PROBLEM TO SOLVE -
In the records below, find the line containing "Label: green t-shirt" and repeat it and every line after it exactly, without pictures.

Data records -
.....

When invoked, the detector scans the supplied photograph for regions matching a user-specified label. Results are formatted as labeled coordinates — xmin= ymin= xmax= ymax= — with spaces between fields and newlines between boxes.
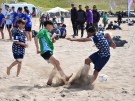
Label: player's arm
xmin=66 ymin=38 xmax=92 ymax=42
xmin=105 ymin=33 xmax=116 ymax=49
xmin=15 ymin=41 xmax=28 ymax=47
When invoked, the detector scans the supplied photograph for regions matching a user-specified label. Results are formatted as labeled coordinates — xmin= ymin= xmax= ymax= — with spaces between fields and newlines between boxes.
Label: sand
xmin=0 ymin=17 xmax=135 ymax=101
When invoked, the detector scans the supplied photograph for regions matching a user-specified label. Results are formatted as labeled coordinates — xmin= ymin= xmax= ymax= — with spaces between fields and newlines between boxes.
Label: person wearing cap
xmin=85 ymin=5 xmax=93 ymax=30
xmin=76 ymin=5 xmax=86 ymax=38
xmin=92 ymin=5 xmax=100 ymax=31
xmin=5 ymin=5 xmax=12 ymax=40
xmin=0 ymin=8 xmax=5 ymax=39
xmin=71 ymin=4 xmax=78 ymax=38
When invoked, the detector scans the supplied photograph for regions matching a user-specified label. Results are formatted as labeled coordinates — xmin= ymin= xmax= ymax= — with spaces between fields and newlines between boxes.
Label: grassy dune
xmin=0 ymin=0 xmax=134 ymax=11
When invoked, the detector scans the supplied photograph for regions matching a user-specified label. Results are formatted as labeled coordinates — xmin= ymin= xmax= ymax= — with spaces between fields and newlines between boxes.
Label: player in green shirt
xmin=34 ymin=21 xmax=73 ymax=86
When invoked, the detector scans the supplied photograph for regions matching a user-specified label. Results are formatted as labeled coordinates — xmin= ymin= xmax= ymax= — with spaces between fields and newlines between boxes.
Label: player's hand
xmin=25 ymin=43 xmax=28 ymax=48
xmin=111 ymin=42 xmax=116 ymax=49
xmin=37 ymin=50 xmax=40 ymax=54
xmin=52 ymin=38 xmax=56 ymax=43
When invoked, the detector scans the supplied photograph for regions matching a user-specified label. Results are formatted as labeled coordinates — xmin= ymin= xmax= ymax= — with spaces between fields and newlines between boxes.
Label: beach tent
xmin=46 ymin=7 xmax=69 ymax=13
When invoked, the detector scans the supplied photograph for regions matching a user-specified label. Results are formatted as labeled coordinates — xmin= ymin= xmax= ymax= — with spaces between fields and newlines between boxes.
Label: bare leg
xmin=49 ymin=56 xmax=73 ymax=84
xmin=91 ymin=70 xmax=99 ymax=84
xmin=47 ymin=68 xmax=57 ymax=85
xmin=7 ymin=28 xmax=12 ymax=40
xmin=28 ymin=31 xmax=32 ymax=41
xmin=25 ymin=31 xmax=30 ymax=41
xmin=7 ymin=60 xmax=18 ymax=75
xmin=16 ymin=61 xmax=22 ymax=77
xmin=0 ymin=30 xmax=4 ymax=39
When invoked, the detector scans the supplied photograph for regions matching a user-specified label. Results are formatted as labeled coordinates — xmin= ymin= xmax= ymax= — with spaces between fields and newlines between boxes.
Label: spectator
xmin=102 ymin=12 xmax=108 ymax=28
xmin=24 ymin=9 xmax=32 ymax=41
xmin=46 ymin=13 xmax=50 ymax=21
xmin=59 ymin=24 xmax=67 ymax=38
xmin=61 ymin=14 xmax=64 ymax=24
xmin=106 ymin=21 xmax=113 ymax=30
xmin=85 ymin=5 xmax=93 ymax=30
xmin=117 ymin=11 xmax=122 ymax=26
xmin=5 ymin=5 xmax=12 ymax=40
xmin=0 ymin=8 xmax=5 ymax=39
xmin=52 ymin=17 xmax=57 ymax=25
xmin=51 ymin=24 xmax=61 ymax=40
xmin=76 ymin=5 xmax=86 ymax=38
xmin=92 ymin=5 xmax=100 ymax=31
xmin=39 ymin=14 xmax=46 ymax=29
xmin=71 ymin=4 xmax=78 ymax=38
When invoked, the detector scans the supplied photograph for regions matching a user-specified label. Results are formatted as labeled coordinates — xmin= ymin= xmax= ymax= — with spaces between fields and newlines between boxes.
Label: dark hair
xmin=62 ymin=24 xmax=66 ymax=27
xmin=25 ymin=9 xmax=30 ymax=14
xmin=44 ymin=21 xmax=53 ymax=27
xmin=17 ymin=19 xmax=25 ymax=24
xmin=18 ymin=7 xmax=22 ymax=11
xmin=12 ymin=6 xmax=15 ymax=8
xmin=24 ymin=6 xmax=28 ymax=9
xmin=5 ymin=5 xmax=9 ymax=7
xmin=87 ymin=26 xmax=96 ymax=33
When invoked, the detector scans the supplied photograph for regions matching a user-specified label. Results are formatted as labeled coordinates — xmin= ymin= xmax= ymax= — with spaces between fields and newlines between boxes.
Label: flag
xmin=128 ymin=0 xmax=133 ymax=17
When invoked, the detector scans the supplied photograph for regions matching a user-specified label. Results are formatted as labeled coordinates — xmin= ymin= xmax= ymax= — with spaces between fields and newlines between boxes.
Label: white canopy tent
xmin=46 ymin=7 xmax=69 ymax=13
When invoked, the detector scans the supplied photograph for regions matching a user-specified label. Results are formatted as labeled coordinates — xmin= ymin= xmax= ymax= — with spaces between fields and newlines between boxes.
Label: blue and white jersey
xmin=12 ymin=28 xmax=26 ymax=55
xmin=90 ymin=32 xmax=110 ymax=57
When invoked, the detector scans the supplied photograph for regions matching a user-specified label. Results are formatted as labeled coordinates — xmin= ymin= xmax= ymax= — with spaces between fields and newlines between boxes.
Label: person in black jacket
xmin=71 ymin=4 xmax=78 ymax=38
xmin=117 ymin=11 xmax=122 ymax=26
xmin=76 ymin=5 xmax=86 ymax=38
xmin=92 ymin=5 xmax=100 ymax=31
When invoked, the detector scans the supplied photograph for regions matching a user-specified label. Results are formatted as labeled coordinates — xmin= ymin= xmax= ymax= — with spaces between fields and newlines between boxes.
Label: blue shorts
xmin=89 ymin=52 xmax=110 ymax=72
xmin=13 ymin=54 xmax=24 ymax=59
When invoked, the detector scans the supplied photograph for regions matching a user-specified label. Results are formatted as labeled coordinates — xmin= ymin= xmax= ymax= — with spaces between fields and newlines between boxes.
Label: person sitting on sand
xmin=113 ymin=21 xmax=122 ymax=30
xmin=50 ymin=24 xmax=61 ymax=40
xmin=33 ymin=21 xmax=73 ymax=86
xmin=59 ymin=24 xmax=67 ymax=38
xmin=7 ymin=19 xmax=28 ymax=77
xmin=67 ymin=26 xmax=116 ymax=84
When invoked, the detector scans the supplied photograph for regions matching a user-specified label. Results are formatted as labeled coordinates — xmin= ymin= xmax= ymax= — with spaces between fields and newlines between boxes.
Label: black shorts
xmin=25 ymin=27 xmax=32 ymax=31
xmin=6 ymin=24 xmax=12 ymax=29
xmin=41 ymin=51 xmax=53 ymax=60
xmin=0 ymin=25 xmax=4 ymax=30
xmin=13 ymin=54 xmax=24 ymax=59
xmin=89 ymin=52 xmax=110 ymax=72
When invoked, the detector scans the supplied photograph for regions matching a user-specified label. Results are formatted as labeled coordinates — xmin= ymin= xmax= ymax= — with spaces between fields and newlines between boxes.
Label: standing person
xmin=85 ymin=5 xmax=93 ymax=30
xmin=76 ymin=5 xmax=86 ymax=38
xmin=102 ymin=12 xmax=108 ymax=28
xmin=17 ymin=7 xmax=25 ymax=20
xmin=92 ymin=5 xmax=100 ymax=31
xmin=34 ymin=21 xmax=73 ymax=85
xmin=5 ymin=5 xmax=12 ymax=40
xmin=11 ymin=6 xmax=18 ymax=36
xmin=46 ymin=13 xmax=50 ymax=21
xmin=0 ymin=8 xmax=5 ymax=39
xmin=67 ymin=26 xmax=116 ymax=84
xmin=117 ymin=11 xmax=122 ymax=26
xmin=7 ymin=19 xmax=28 ymax=77
xmin=71 ymin=4 xmax=77 ymax=38
xmin=24 ymin=9 xmax=32 ymax=41
xmin=39 ymin=14 xmax=46 ymax=29
xmin=61 ymin=14 xmax=64 ymax=24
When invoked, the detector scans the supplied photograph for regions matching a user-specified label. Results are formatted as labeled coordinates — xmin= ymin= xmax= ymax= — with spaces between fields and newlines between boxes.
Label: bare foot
xmin=47 ymin=81 xmax=52 ymax=86
xmin=7 ymin=67 xmax=10 ymax=75
xmin=66 ymin=73 xmax=73 ymax=81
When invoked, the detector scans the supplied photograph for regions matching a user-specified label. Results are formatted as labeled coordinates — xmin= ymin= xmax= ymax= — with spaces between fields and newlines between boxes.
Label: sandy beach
xmin=0 ymin=18 xmax=135 ymax=101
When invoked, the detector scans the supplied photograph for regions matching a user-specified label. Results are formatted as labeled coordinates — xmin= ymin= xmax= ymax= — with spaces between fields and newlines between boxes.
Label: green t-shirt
xmin=36 ymin=29 xmax=54 ymax=54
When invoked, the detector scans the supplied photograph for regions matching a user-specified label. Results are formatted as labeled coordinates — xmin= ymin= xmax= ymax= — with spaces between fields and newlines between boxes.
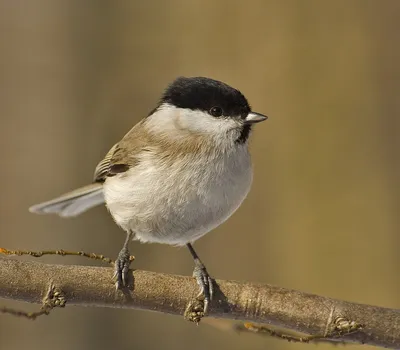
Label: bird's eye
xmin=209 ymin=106 xmax=223 ymax=117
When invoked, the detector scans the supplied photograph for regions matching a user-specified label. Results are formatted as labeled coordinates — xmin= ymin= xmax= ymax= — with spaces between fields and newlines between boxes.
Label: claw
xmin=122 ymin=263 xmax=130 ymax=286
xmin=204 ymin=299 xmax=209 ymax=315
xmin=208 ymin=276 xmax=214 ymax=299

.....

TASK RESULT -
Label: green t-shirt
xmin=36 ymin=29 xmax=54 ymax=54
When invoked, the detector scans the supplied photograph for regions matching a user-specified label. Results are formatted as labeled coordinates — xmin= ymin= xmax= ymax= — with spaces between fields and newlines between boxes.
Label: bird's eye
xmin=209 ymin=106 xmax=223 ymax=117
When invoked, the detector scans the supplied photograph for regions matching a user-specified label. Results are formatted as labeled coordinates — xmin= ymin= xmax= ymax= — with spaces between fields and newlines between boxes.
Label: claw
xmin=122 ymin=263 xmax=130 ymax=286
xmin=204 ymin=299 xmax=209 ymax=315
xmin=208 ymin=276 xmax=214 ymax=299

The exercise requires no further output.